JIS News

Statistics from the Ministry of Health indicate that the number of confirmed cases of accidental poisoning has been increasing steadily over the last three years.
Health Minister, John Junor, who was addressing health personnel at the launch of the Caribbean Poison Information Network (CARPIN) at Eden Gardens, Kingston today (May 13), said a total of 696 confirmed cases of accidental poisoning were reported to the Surveillance Unit in 2004, compared to 520 in 2003.
He further pointed out, that the four most common poisons ingested were bleach and other corrosives, which accounted for 50 per cent of cases; kerosene, which accounted for 13 per cent; pesticides 13 per cent and pharmaceuticals 12 per cent. There was also serous threat of poisoning from old batteries left in yards, he noted.
Children under five years appear to be most vulnerable to poisoning, with 556 or 80 per cent of cases occurring in this age group. These children often consume bleach left in soft drink bottles, water bottles or cups. Kingston and St. Andrew have the highest incidents of poisoning.
“What does this say about our care and protection of our children?” the Minister asked, noting that, “there is certainly need for increased public education on the dangers involved and the issue of parental responsibility”.
The Minister however, pointed out, that the problem was not a local one as according to a World Health Organization (WHO) report, pesticide poisoning in children continued to be a concern globally.
The Health Minister noted that treating poison patients put a strain on the health system and data from the Hospitals Monthly Statistical Reporting System indicate that over 1,300 patients are seen per year at hospitals island wide with complications from poisoning. “Hospitals bear the burden of the costs associated with accidental poisoning with the estimated cost of hospital care for accidental poisoning being $4.2 million per year, ” he reported.

__Task requirements__:
1. According to the article on accidental poisoning, how many confirmed cases were reported to the Surveillance Unit in 2004?
2. Rewrite the stretch of the accidental poisoning article from "He further pointed" through "incidents of poisoning.", putting "juice bottles" in place of "soft drink bottles".
3. Carry on the article about accidental poisoning from the point where it stops.
The items that follow are not needed for any of the work here.

__Given entries__:
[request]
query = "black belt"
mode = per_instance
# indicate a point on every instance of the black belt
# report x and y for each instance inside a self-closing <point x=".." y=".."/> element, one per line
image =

__Responses per task__:
1. 696 confirmed cases were reported.

2.
He further pointed out, that the four most common poisons ingested were bleach and other corrosives, which accounted for 50 per cent of cases; kerosene, which accounted for 13 per cent; pesticides 13 per cent and pharmaceuticals 12 per cent. There was also serous threat of poisoning from old batteries left in yards, he noted.
Children under five years appear to be most vulnerable to poisoning, with 556 or 80 per cent of cases occurring in this age group. These children often consume bleach left in juice bottles, water bottles or cups. Kingston and St. Andrew have the highest incidents of poisoning.

3.
He pointed out that health professionals have managed to maintain a good survival rate, with length of stay in hospital being only three days. He however, urged persons to endeavour to be more meticulous to avoid possible fatalities in the home as a result of carelessness.
Meanwhile, the Health Minister lauded the launch of CARPIN in May, which is Child’s Month and charged the organizers to undertake a public education programme over the next few months, “to help our people become sensitized to the importance of exercising care and caution in handling poisoned substances.” He noted that the launch of CARPIN, would enhance capacity in field research and data gathering, as well as revive the vital service of poison information and control. “CARPIN offers significant opportunities to maximize the use of technology and to facilitate the updating of skills in poison prevention methodologies,” the Minister stated.
He also used the opportunity to commend the National Health Fund for providing the necessary funds to give CARPIN a solid start.
CARPIN is located at the University of Technology campus in Kingston. Sections of the Ministry of Health, University of the West Indies, University Hospital of the West Indies, National Council on Drug Abuse and the Ministry of Education, Youth and Culture, were instrumental in its development.